Start of Material for this exercise

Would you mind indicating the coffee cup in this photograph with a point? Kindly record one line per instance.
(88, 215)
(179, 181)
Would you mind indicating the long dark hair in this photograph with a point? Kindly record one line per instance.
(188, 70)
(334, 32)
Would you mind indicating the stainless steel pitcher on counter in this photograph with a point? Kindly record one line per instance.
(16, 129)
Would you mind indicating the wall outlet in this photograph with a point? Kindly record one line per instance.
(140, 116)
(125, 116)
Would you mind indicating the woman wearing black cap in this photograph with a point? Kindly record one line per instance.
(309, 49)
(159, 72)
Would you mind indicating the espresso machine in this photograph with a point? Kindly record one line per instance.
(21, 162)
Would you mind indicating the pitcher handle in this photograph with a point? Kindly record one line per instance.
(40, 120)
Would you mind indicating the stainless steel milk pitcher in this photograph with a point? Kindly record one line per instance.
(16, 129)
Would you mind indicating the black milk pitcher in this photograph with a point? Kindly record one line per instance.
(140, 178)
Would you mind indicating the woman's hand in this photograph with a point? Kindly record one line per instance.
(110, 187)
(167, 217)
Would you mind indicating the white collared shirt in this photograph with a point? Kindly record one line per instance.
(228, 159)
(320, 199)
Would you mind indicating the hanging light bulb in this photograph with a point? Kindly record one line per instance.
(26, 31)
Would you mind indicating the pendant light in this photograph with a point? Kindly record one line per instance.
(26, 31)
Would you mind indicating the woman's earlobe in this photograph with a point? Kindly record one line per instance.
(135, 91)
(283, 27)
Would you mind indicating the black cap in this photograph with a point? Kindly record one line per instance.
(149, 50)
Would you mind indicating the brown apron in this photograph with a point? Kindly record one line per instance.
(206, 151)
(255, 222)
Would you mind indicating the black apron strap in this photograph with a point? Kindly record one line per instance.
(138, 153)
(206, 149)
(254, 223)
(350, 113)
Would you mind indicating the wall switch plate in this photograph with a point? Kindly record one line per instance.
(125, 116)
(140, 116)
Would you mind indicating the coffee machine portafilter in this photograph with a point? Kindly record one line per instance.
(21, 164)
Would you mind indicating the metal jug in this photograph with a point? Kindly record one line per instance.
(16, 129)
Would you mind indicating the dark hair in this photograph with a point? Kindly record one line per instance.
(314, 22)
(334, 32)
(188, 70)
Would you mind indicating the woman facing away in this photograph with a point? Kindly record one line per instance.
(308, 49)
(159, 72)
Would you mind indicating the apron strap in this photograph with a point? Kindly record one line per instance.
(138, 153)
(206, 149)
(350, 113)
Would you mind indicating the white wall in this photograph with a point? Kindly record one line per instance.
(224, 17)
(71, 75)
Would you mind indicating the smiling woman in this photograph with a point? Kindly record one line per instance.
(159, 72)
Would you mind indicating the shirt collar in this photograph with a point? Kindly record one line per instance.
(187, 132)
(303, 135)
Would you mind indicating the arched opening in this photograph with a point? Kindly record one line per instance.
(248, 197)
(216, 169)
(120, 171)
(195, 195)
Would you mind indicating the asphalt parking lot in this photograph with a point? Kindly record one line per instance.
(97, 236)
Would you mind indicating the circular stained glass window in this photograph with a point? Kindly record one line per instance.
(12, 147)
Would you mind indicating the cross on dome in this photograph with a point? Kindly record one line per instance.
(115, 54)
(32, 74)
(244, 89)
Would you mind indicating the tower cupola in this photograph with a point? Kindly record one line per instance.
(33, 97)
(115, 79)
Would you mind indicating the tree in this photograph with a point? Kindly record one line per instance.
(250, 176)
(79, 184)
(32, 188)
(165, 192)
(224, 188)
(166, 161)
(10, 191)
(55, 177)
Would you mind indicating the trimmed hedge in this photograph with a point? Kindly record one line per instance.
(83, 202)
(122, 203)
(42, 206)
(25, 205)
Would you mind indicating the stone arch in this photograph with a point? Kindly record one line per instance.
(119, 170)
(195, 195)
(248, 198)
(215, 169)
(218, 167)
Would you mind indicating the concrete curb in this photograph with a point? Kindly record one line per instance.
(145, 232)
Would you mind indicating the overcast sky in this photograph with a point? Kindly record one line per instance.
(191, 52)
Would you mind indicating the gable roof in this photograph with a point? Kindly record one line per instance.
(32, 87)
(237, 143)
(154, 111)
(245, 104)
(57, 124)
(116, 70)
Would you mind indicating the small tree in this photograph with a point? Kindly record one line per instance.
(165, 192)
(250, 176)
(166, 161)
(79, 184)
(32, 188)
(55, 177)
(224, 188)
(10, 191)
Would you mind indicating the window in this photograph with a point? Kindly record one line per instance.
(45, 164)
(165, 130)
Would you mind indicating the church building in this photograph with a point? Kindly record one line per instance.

End of Material for this exercise

The response must contain every entry, each one identical to the original.

■ Solution to this task:
Would you mind indicating the coffee cup in this photograph with a point? Kindly record one line per instance.
(88, 215)
(179, 181)
Would you mind indicating the long dark hair in this photograph with a point? Kindly record one line per instance.
(188, 70)
(334, 32)
Would you mind indicating the stainless steel pitcher on counter in this photograph with a point? Kindly record one line per instance.
(16, 129)
Would you mind indicating the wall outlet in this photograph with a point? Kindly record one line per instance.
(140, 116)
(125, 116)
Would you mind indicating the woman wearing black cap in this photograph with a point? Kindly record one line per instance.
(309, 49)
(159, 72)
Would you mind indicating the espresso machine in this photograph with a point? Kindly record one line per instance.
(21, 162)
Would you mind indicating the pitcher handle in this photograph with a point? Kindly record one line per instance.
(40, 120)
Would you mind indicating the stainless steel milk pitcher in this photograph with a point? Kindly record one line per instance.
(16, 129)
Would you mind indicating the black milk pitcher in this photograph with a point? Kindly record one line per instance.
(140, 178)
Would you mind indicating the woman's hand in this photograph with a point? Kindly record one line per instance.
(110, 187)
(167, 217)
Would you mind indicating the white collared shirt in this photograph with a point? Kindly record one line per instance.
(228, 159)
(320, 199)
Would you mind indicating the hanging light bulb in this photograph with a point? Kindly record one line per instance.
(26, 31)
Would you mind indicating the pendant light in this photograph with a point? Kindly record one line per instance.
(26, 31)
Would you mind indicating the woman's earlobe in this photograph with a point? Kindly record one line per instance.
(135, 91)
(283, 27)
Would you mind indicating the black cap in this photograph with a point? Kindly record one line per instance.
(149, 50)
Would you mind indicating the brown apron in this photograph with a point? Kindly record one line per instance.
(206, 151)
(255, 222)
Would you mind indicating the black apron strap in this photograph with a point? Kindly record one line per instance.
(138, 153)
(206, 149)
(254, 223)
(350, 113)
Would you mind indicating the wall switch plate in this photograph with a point? Kindly record one line per instance.
(125, 116)
(140, 116)
Would you mind indicating the coffee machine portafilter in this photograph with a point? Kindly record one line per instance.
(21, 164)
Would you mind indicating the metal jug in this photograph with a point? Kindly record one line per instance.
(16, 129)
Would you mind indicating the dark hair in this photograph with a point? Kindly record one line per instance.
(314, 22)
(334, 32)
(188, 70)
Would you mind indicating the woman facing away in this photograph with a point? Kindly record one line per instance.
(308, 49)
(159, 72)
Would you mind indicating the apron strap in this photograph with a point? Kindly record one line per instance.
(138, 153)
(206, 149)
(350, 113)
Would you mind indicating the white wall in this photograph with a point? Kindly record one line per instance.
(224, 17)
(71, 75)
Would you mind indicating the smiling woman in this photograph with a point? Kindly record one line per instance.
(159, 72)
Would you mind indicating the shirt collar in this photograph with a point? Kindly record one line per instance.
(187, 132)
(303, 135)
Would you mind indicating the arched opening in this photograph with a point? Kindly record one line per instance.
(248, 197)
(216, 169)
(120, 171)
(195, 195)
Would you mind indicating the asphalt parking lot in this photograph with a point? Kindly record one line per instance.
(97, 236)
Would you mind indicating the circular stained glass window in this photograph with a point? Kindly record one line per instance.
(12, 147)
Would you mind indicating the cross on dome in this photograph with a point? Kindly record one line per instance.
(115, 54)
(32, 74)
(244, 89)
Would you mind indicating the tower cupola in this photograph with a point? Kindly record one line per instance.
(33, 97)
(115, 79)
Would you mind indicating the tree in this photograph with a point? Kindly record one line per instance.
(250, 176)
(79, 184)
(32, 188)
(165, 192)
(224, 188)
(166, 161)
(10, 191)
(55, 177)
Would you mind indicating the trimmed hedge in this photograph with a point? Kindly record one line per instance.
(83, 202)
(122, 203)
(42, 206)
(25, 205)
Would you mind indicating the stone arch in this photograph with a point? Kindly record one line per instance.
(119, 170)
(195, 195)
(248, 198)
(215, 169)
(218, 167)
Would you mind indicating the concrete curb in this photograph with a point? Kindly record one line per instance.
(145, 232)
Would you mind indicating the overcast sky in this photograph with a point? Kindly record one line per instance.
(191, 52)
Would you mind indicating the gable roof in this photograph with a point? Kindly record one line per instance.
(32, 87)
(237, 143)
(154, 111)
(245, 104)
(57, 124)
(116, 70)
Would you mind indicating the small tree in this photograph with a point? Kindly record one line per instance.
(165, 192)
(250, 176)
(166, 161)
(79, 184)
(32, 188)
(55, 177)
(224, 188)
(10, 191)
Would you mind indicating the window in this photograph with a point? Kindly record one line per instance.
(45, 164)
(165, 130)
Would you mind indicating the church building in this photograph with a point? Kindly record one line per instance.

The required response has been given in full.